## Begin

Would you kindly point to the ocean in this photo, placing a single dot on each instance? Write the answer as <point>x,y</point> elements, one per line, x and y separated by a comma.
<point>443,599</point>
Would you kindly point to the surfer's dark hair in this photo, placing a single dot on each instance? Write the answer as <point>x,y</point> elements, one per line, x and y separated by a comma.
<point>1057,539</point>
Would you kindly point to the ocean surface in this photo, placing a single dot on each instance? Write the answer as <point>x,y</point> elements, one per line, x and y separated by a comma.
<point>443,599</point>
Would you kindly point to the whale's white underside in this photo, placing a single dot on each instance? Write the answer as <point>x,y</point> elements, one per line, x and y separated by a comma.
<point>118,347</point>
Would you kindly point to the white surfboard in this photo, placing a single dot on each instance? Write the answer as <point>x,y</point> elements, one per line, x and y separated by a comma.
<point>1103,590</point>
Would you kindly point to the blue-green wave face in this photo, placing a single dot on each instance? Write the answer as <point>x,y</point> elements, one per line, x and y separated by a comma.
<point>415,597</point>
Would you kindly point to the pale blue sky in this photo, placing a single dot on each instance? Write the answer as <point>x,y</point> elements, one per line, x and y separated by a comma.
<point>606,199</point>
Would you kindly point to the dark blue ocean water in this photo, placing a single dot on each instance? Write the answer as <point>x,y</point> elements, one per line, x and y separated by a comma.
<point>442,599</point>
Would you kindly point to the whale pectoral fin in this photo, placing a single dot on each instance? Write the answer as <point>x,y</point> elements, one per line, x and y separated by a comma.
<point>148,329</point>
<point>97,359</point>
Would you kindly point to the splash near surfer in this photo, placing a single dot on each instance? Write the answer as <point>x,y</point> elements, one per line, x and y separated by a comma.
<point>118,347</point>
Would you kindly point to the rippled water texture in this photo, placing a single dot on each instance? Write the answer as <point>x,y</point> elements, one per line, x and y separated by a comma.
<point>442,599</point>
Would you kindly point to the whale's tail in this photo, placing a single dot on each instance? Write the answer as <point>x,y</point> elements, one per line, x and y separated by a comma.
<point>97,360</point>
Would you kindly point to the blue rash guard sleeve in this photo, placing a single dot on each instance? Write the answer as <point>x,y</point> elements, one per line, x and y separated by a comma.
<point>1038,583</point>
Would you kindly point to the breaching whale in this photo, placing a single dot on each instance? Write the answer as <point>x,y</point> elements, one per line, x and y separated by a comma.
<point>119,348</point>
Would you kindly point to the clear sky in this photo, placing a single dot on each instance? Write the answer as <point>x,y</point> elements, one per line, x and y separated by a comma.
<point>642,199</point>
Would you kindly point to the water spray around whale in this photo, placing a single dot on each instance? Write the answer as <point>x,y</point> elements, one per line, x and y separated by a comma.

## End

* **What to produce**
Convert every one of the rows above into a JSON list of strings, with one string for each line and blank lines omitted.

* **Solution for this task**
[
  "Would you kindly point to the ocean in this photo, placing a single dot on each instance? Write the answer as <point>x,y</point> elements, one per line, x and y separated by a comma.",
  "<point>443,599</point>",
  "Would you kindly point to the surfer's dark hair in this photo, placing a single dot on each instance? Write the answer as <point>x,y</point> elements, one per line, x and y separated by a comma.",
  "<point>1057,539</point>",
  "Would you kindly point to the ocean surface in this photo, placing a single dot on each instance? Write the answer as <point>x,y</point> elements, one per line, x and y separated by a comma.",
  "<point>443,599</point>",
  "Would you kindly point to the whale's white underside in this photo, placing a single dot on each instance? Write the answer as <point>x,y</point> elements, one per line, x and y separated by a comma.",
  "<point>118,347</point>",
  "Would you kindly point to the white surfboard in this photo, placing a single dot on each instance? Write the answer as <point>x,y</point> elements, one per line, x and y separated by a comma.",
  "<point>1103,590</point>",
  "Would you kindly point to the blue-green wave face in this photo, placing a single dot on each instance? Write the answer as <point>x,y</point> elements, one per line, x and y separated by a comma.",
  "<point>415,597</point>",
  "Would you kindly point to the pale blue sky in this photo, placing a single dot on each instance? Write the answer as <point>x,y</point> elements, one per line, x and y separated by a comma.",
  "<point>606,199</point>",
  "Would you kindly point to the dark blue ocean water in this photo, placing a single dot on each instance? Write the answer as <point>x,y</point> elements, one per line, x and y separated by a comma.",
  "<point>442,599</point>",
  "Would you kindly point to the whale pectoral fin in this photo, placing a single dot on each instance? Write the answer as <point>x,y</point> elements, one per line, x and y separated by a comma.",
  "<point>148,329</point>",
  "<point>97,359</point>",
  "Would you kindly point to the splash near surfer in this photo, placing a single dot on each instance? Write the answer as <point>x,y</point> elements, one per line, x and y separated by a comma.",
  "<point>118,347</point>",
  "Would you kindly point to the rippled water texture in this photo, placing a single dot on each instance? Write the answer as <point>x,y</point> elements, one per line, x and y separated by a comma.",
  "<point>442,599</point>",
  "Would you kindly point to the whale's tail in this photo, placing a single dot on each instance? Write the answer as <point>x,y</point> elements, one per line, x and y separated by a comma.",
  "<point>97,360</point>",
  "Would you kindly point to the blue rash guard sleeve in this photo, placing a single dot on each instance? Write the answer as <point>x,y</point> elements, one per line, x and y separated by a comma.",
  "<point>1038,583</point>",
  "Would you kindly point to the breaching whale in this photo, placing a single dot on each instance? Write the answer as <point>x,y</point> elements, one per line, x and y separated by a comma.",
  "<point>119,348</point>",
  "Would you kindly point to the clear sky in this photo, placing a single dot on each instance? Write the answer as <point>x,y</point> elements, one per line, x and y separated by a comma.",
  "<point>642,199</point>",
  "Would you kindly point to the water spray around whale in this photo, placing a single dot on each instance? Write the answer as <point>x,y</point> elements, one per line, x and y separated by a comma."
]